-- Fragmento seleccionado --
_ _ _

Pero no son solo los niños, y aquí viene lo preocupante. Los adultos tampoco estamos mucho mejor. Piensen en el trabajo, en la calle, en las relaciones personales; parece que todo ha de ser cómodo, agradable, porque como he dicho antes, todo se etiqueta como «ansiedad»; cualquier comentario que roce lo incómodo es inapropiado; cualquier situación exigente se vive como una agresión; cualquier crítica, por constructiva que sea, se percibe como un ataque. Hemos convertido el malestar en algo intolerable, como si sentirnos contrariados fuera señal de que algo va mal, cuando muchas veces es justo lo contrario: es señal de que estamos vivos, de que algo nos importa, de que hay que pensar o cambiar algo. E insisto: de los errores se aprende -más adelante, en otro momento, les hablaré sobre esto y mi experiencia personal en los últimos meses-. El problema es que esta actitud sobreprotectora no nos hace más fuertes, sino todo lo contrario porque cuanto más se nos protege, menos capacidad tenemos de gestionar el riesgo, de adaptarnos al cambio, de soportar lo inesperado, perdiendo cada vez más habilidades básicas para la vida. ¿Alguien dijo frustración? 

Se aboga por que todo lo difícil es malo, de que todo lo incómodo es evitable, de que todo lo incierto es un problema, pero la vida de verdad no funciona así, la vida tiene esfuerzos, tropiezos e imprevistos, errores de los que aprender. A veces llueve sin avisar, ¿pasa algo si no me lo ha avisado el móvil?. A veces te equivocas de carretera, ¿pasa algo si no he puesto el maldito Waze? A veces alguien te decepciona, ¿cómo es que nadie me lo ha advertido? Miren ustedes, la verdadera seguridad no está en eliminar todos los riesgos, sino en desarrollar herramientas para afrontarlos.

Quizás hemos llegado a un punto en que hay que reaprender ciertas cosas: hay que reaprender a convivir con el malestar, a aceptar que hay días malos, a entender que equivocarse forma parte del proceso de esta vida nuestra, reaprender a confiar en nuestra capacidad de adaptación, en nuestro criterio, en nuestra intuición, reaprender a vivir sin miedo constante a todo. Porque en primavera llueve y en verano hace calor, y no hace falta que cada telediario ni cada boletín radiofónico me lo recuerdo en en cada edición porque nadie en su sano juicio va a irse por el sol en el verano del interior de Andalucía con 44º. C a la sombra. No. Y ello no significa volverse imprudente, ni ignorar los peligros reales, sino recuperar un poco de sentido común, de autonomía y de responsabilidad personal. Significa asimismo aceptar que hay momentos duros y que podemos con ellos, que no hace falta un manual de instrucciones para cada gesto cotidiano y que podemos tomar decisiones, con errores y con aciertos.

_ _ _

Datos para situar regiones a partir de texto:
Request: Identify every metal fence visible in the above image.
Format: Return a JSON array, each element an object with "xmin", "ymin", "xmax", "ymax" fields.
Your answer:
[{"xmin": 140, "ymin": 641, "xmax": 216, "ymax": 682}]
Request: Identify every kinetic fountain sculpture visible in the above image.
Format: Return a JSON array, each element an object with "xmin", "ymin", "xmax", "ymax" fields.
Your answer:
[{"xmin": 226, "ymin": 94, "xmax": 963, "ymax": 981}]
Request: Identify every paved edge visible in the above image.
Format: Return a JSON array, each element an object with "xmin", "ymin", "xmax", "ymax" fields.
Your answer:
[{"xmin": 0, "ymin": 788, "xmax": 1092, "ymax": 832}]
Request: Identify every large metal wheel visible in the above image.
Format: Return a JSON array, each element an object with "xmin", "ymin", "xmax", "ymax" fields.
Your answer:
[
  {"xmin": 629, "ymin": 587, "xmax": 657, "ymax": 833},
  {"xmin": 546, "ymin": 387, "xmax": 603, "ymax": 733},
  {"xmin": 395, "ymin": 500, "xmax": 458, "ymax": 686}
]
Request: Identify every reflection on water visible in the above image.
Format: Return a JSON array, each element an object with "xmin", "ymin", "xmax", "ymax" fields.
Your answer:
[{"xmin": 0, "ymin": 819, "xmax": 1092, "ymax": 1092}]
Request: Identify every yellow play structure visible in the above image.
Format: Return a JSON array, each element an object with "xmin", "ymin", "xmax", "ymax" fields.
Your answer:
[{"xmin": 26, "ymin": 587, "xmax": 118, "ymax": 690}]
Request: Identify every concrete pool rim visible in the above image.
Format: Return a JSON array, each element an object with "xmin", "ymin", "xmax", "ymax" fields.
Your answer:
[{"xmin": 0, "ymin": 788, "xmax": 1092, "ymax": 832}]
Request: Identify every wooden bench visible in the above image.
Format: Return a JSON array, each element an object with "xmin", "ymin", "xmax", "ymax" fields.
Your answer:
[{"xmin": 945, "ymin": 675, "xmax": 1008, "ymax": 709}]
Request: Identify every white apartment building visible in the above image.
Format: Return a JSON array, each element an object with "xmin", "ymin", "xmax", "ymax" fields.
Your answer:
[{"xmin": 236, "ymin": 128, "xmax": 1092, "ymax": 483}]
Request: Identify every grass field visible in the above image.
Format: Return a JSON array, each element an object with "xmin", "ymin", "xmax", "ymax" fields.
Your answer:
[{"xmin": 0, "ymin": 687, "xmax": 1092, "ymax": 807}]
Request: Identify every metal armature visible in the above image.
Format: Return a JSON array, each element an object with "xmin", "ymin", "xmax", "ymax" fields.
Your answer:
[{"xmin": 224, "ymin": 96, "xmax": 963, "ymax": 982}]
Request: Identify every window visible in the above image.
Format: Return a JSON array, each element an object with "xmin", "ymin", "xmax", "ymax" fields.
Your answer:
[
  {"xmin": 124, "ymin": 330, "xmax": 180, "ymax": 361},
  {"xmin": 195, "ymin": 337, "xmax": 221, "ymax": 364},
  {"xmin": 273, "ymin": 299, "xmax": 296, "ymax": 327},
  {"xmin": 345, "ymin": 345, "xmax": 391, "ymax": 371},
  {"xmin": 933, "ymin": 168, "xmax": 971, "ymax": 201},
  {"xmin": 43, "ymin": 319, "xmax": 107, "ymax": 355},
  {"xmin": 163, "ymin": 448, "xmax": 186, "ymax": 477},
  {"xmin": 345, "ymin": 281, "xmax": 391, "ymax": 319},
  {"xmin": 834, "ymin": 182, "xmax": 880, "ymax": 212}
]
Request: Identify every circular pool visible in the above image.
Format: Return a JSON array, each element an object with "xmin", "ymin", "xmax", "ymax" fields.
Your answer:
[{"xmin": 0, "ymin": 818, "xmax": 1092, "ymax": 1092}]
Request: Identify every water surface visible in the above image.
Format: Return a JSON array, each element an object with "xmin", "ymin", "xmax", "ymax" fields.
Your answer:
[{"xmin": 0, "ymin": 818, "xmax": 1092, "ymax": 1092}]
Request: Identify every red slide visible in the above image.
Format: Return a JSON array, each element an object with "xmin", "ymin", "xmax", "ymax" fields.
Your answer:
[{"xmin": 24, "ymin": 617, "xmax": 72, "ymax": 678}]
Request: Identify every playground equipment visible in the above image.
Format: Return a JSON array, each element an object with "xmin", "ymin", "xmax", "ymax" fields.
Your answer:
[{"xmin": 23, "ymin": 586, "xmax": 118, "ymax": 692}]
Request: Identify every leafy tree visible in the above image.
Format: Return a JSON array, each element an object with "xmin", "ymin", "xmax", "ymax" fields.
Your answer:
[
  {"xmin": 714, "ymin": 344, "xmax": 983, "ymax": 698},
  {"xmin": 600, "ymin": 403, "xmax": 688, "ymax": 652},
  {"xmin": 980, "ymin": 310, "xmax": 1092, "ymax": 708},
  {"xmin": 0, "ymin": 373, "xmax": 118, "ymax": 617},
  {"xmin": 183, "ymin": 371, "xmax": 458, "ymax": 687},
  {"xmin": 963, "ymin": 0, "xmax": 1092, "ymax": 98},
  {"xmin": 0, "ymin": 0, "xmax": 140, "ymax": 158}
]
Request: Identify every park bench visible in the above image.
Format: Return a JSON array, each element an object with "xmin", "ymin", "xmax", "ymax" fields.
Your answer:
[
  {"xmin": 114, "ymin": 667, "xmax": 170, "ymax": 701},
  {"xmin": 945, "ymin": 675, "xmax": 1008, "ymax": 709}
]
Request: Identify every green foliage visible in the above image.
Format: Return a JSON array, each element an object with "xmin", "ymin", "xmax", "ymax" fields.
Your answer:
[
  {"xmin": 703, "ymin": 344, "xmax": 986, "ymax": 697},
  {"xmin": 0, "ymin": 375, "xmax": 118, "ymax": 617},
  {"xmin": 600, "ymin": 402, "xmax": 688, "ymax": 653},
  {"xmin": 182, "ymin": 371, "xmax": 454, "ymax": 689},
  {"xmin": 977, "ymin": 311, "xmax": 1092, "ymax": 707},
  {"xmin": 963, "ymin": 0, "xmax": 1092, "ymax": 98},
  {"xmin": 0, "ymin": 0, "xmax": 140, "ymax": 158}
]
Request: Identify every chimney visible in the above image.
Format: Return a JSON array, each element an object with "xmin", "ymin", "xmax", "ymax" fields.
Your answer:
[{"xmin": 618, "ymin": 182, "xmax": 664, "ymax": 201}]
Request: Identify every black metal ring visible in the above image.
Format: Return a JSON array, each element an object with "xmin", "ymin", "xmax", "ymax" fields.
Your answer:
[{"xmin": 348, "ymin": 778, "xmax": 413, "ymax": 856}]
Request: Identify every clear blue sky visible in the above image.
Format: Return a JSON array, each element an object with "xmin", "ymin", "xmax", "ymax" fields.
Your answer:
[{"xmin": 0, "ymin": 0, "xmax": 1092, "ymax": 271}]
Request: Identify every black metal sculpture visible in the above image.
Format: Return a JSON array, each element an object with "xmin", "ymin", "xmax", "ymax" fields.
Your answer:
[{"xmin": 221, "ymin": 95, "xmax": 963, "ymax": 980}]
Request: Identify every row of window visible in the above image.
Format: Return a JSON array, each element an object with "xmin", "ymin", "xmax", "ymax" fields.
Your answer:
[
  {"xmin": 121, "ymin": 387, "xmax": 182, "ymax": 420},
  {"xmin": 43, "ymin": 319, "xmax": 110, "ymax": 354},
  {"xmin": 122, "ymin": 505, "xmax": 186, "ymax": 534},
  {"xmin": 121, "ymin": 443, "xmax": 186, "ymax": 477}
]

_ _ _

-- Instrucciones de trabajo --
¿Puedes reproducir sin cambios la parte del texto sobre la sobreprotección que se abre con las palabras «Se aboga por» y se cierra con «herramientas para afrontarlos.»?

-- Ejercicio resuelto --
Se aboga por que todo lo difícil es malo, de que todo lo incómodo es evitable, de que todo lo incierto es un problema, pero la vida de verdad no funciona así, la vida tiene esfuerzos, tropiezos e imprevistos, errores de los que aprender. A veces llueve sin avisar, ¿pasa algo si no me lo ha avisado el móvil?. A veces te equivocas de carretera, ¿pasa algo si no he puesto el maldito Waze? A veces alguien te decepciona, ¿cómo es que nadie me lo ha advertido? Miren ustedes, la verdadera seguridad no está en eliminar todos los riesgos, sino en desarrollar herramientas para afrontarlos.